**** SOURCE TEXT

Mankind has been transfixed by the mysteries of the night sky since prehistoric times. We still are, except now we have the technology to see the heavens with much more clarity than our ancestors. Today, anodyne can buy a telescope and train it skyward. It can become a fascinating hobby, and you can actually get a pretty good beginners’ telescope at a very affordable price. 

13. Trail Running


Think of it as hiking… only faster. We all know that running is great exercise, but treadmills aren’t for everyone, and city streets aren’t always the most enjoyable places to run. But trail running allows you to experience nature while you get your cardio in. A lot of runners also enjoy the challenge of running with rocks and other obstacles on the trail.

********
**** RECORDED INFORMATION

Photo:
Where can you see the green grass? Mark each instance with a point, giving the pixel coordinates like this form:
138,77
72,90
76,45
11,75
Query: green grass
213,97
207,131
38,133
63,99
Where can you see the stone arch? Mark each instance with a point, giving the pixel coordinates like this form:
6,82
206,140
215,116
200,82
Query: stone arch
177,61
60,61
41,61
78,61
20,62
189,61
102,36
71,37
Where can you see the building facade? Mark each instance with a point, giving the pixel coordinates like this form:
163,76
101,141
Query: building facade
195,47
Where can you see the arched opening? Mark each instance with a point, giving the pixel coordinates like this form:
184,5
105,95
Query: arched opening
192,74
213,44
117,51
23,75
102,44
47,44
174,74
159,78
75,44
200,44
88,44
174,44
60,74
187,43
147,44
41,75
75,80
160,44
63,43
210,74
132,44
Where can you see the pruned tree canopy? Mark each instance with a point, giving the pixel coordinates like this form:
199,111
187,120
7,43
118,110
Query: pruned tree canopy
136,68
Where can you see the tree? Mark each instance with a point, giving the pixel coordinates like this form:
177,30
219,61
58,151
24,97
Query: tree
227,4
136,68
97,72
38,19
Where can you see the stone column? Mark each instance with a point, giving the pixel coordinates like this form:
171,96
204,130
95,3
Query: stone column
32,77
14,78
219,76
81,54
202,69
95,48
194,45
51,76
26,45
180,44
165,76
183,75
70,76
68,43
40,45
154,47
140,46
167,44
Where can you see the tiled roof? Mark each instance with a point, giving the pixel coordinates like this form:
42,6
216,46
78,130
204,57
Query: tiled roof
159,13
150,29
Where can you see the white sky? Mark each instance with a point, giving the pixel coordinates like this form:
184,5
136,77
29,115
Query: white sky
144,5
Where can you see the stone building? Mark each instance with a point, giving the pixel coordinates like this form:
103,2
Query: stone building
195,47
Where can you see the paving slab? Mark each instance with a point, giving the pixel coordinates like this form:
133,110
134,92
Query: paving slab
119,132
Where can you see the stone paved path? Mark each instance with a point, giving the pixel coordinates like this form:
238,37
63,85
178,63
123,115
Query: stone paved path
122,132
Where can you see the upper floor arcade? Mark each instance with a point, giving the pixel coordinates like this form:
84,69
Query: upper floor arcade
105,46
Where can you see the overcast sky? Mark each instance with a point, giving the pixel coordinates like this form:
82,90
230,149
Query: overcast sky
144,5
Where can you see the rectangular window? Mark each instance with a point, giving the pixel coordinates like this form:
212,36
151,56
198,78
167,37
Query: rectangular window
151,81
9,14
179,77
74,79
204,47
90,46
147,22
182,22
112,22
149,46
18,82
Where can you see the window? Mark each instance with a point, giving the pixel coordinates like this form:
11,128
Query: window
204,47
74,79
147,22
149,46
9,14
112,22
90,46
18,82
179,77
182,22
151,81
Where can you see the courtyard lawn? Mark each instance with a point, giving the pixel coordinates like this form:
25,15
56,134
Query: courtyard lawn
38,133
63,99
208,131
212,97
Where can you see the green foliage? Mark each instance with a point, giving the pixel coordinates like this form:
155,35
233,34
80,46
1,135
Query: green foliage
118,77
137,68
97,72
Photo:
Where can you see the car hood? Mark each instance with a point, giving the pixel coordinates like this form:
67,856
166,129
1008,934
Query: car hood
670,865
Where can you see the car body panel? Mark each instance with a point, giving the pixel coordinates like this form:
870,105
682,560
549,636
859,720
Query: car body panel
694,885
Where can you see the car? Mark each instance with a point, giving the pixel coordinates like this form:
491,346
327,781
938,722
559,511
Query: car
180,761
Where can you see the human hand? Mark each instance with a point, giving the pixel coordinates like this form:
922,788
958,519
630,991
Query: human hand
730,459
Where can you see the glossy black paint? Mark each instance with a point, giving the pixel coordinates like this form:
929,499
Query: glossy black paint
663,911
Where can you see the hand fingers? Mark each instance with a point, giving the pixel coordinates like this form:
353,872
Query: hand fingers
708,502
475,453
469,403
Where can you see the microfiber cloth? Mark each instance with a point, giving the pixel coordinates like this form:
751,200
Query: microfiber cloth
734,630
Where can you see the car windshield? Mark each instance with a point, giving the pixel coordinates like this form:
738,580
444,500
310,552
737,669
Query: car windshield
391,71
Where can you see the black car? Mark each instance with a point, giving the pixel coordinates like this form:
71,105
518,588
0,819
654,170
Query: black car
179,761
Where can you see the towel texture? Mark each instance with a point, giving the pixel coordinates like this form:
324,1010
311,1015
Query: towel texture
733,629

********

## SET EXERCISE A
According to the hobbies excerpt, what challenge do many trail runners enjoy?
## SET EXERCISE B
Write the next part of the hobbies excerpt, picking up after its last sentence.

## OUTPUT A
Running with rocks and other obstacles on the trail.

## OUTPUT B
14. Kayaking


Kayaking is another great outdoor activity that’s available to almost anyone. It’s a relaxing way to hit the water and get some exercise while exploring at your own pace. And you don’t have to live on the banks of a pristine alpine lake to enjoy it. Plenty of urban kayakers have rivers and canals to explore, and I know folks who live in the desert and love to paddle their local irrigation channels (but be sure to check local regulations before you go). A lot of cities even have clubs for local ‘yak enthusiasts. 

15. Paintball


Paintball can be an indoor or an outdoor game, but we tend to think it’s more fun in the outdoors. A lot of people of all ages get a kick out of paintball, which is a fast-paced game with some real benefits. It sharpens your senses, gives you a workout, and improves hand-eye coordination. It might teach you some humility too if you find yourself on the wrong end of a paintball gun. 

16. Geocaching


If you were the type of kid who liked to pretend to find buried treasure, then geocaching might be the hobby for you. Geocaching is essentially a global scavenger hunt in which participants use GPS and navigation apps to find hidden “treasures” in secret places all over the world. It’s popular among boy scouts and globe-trotting travelers alike.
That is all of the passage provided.